# [TASKS]
**A)** Extract the passage of the comment on Pielke's research between "The author of" and "his link through...", inclusive.
**B)** According to the comment on Pielke's research, in what year and country did Roger Pielke, Jr. and Peter Höppe decide to hold their common workshop?

# [SELECTED TEXT]

What a misleading article. The whole point of this guy's project is to determine if there is an increased ECONOMICAL cost of weather events. He argues that the cost as a percentage of GDP has actually decreased, but in his own research admits that climate change has a significant human component and that climate change is a factor that influences trends in disasters. They also go to say that for future decades that we will experience increases in the occurrence and intensity of extreme weather events, as a result of anthropogenic climate change.
The author of this article tried to spin the research as "Climate change ain't real" BS you'd expect from Trump's mouth.
Straight from Pielke's research if you follow his link through...
"Summary Report In summer 2005 Roger Pielke, Jr. of the Center of Science and Technology Policy Research at the University of Colorado and Peter Höppe of the Geo Risks Research Department of Munich Re learned from each other that each planned to organize a workshop on the assessment of factors leading to increasing loss trends due to natural disasters. Both agreed that such a workshop was timely, especially given the apparent lack of consensus on the role of climate change in disaster loss trends. Roger Pielke, Jr. and Peter Höppe decided to have a common workshop in 2006 in Germany to bring together a diverse group of international experts in the fields of climatology and disaster research. The general questions to be answered at this workshop were: What factors account for increasing costs of weather related disasters in recent decades? What are the implications of these understandings, for both research and policy?

# [GIVEN ENTRIES]
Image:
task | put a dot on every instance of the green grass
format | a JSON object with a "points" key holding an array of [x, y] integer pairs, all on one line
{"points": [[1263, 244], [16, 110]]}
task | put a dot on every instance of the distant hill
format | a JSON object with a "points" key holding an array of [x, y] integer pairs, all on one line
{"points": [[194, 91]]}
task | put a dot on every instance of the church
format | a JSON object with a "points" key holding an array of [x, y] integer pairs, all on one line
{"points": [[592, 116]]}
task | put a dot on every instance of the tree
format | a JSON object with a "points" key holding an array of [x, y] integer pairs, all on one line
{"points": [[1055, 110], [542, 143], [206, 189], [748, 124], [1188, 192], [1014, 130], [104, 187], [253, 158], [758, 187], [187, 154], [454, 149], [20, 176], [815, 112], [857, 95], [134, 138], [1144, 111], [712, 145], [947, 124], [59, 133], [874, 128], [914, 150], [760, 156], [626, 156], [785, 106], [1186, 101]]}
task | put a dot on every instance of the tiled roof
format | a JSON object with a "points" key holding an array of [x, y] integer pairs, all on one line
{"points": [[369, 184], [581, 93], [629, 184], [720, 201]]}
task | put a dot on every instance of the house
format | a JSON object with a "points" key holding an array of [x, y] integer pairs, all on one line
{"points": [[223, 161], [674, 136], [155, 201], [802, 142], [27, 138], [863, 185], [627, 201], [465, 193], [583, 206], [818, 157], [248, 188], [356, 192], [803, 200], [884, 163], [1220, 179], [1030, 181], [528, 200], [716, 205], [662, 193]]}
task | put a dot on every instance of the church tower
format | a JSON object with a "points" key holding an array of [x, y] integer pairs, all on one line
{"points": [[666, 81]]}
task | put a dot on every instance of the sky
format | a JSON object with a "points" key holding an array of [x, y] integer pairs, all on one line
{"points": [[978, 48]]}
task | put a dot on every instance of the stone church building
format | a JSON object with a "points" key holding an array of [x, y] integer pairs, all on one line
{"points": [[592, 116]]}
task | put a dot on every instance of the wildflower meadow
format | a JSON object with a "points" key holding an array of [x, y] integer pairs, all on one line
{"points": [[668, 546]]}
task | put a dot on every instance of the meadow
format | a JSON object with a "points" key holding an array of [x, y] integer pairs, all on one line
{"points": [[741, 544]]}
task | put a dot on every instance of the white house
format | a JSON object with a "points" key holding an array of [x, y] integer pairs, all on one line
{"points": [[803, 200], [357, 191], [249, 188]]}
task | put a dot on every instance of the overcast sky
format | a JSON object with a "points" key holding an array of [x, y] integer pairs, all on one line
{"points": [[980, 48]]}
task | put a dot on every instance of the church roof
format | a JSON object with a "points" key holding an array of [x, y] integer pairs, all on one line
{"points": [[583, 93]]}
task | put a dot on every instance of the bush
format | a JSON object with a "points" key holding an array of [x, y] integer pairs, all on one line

# [ANSWERS BY TASK]
**A)**
The author of this article tried to spin the research as "Climate change ain't real" BS you'd expect from Trump's mouth.
Straight from Pielke's research if you follow his link through...

**B)** 2006, in Germany.